▶ EXERCISE OBJECTIVE
Reproduce the stretch of the listing from the line containing "Would you be able to tag each instance of the building" through the end of the listing, requests included, shifting every x and y marker coordinate in the answers up by 115.

▶ RECORDS TO PROCESS
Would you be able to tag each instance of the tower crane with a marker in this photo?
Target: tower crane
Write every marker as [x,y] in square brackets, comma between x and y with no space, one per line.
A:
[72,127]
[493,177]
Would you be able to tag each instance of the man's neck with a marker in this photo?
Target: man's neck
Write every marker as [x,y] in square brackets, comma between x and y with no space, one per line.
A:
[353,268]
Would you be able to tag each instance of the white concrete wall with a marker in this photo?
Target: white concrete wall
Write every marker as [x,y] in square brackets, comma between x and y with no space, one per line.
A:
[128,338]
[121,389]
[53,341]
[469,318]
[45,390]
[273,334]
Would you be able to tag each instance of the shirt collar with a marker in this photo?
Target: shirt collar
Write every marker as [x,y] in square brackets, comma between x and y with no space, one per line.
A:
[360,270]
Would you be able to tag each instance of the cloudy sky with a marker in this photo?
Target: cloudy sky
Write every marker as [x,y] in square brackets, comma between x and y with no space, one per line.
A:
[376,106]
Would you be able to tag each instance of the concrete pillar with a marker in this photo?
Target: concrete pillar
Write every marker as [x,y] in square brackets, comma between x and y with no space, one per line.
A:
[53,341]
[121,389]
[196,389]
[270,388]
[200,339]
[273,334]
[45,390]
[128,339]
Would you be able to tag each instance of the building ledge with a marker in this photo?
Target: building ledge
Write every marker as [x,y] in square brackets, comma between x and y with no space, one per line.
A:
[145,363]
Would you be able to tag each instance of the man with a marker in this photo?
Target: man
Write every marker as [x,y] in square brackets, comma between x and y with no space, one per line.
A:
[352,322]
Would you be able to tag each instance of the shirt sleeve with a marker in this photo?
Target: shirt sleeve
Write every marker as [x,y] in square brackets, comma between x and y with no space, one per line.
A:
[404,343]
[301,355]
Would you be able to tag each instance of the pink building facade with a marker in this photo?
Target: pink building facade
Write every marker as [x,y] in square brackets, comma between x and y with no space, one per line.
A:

▶ WRITTEN ANSWER
Would you be able to tag each instance of the building ledge with a marker in this photo?
Target: building ledge
Write every marker as [x,y] in square brackets, comma between x and y with no space, one per line.
A:
[260,478]
Would you be able to tag each instance of the man with a marker in this photo?
Target: man
Write every marker as [x,y] in square brackets, comma between x and y with no space, one per line.
A:
[467,437]
Would you be able to tag each instance of the shirt sleeve with a marker in this photo?
Target: shirt sleeve
Write every marker as [x,y] in square brackets, comma between x and y with no space, one per line.
A:
[519,458]
[416,470]
Would you be able to tag each instance of the pink building facade with a marker in this photo?
Target: pink building facade
Write every marker as [x,y] in square brackets, comma between x and y with no space, one per line.
A:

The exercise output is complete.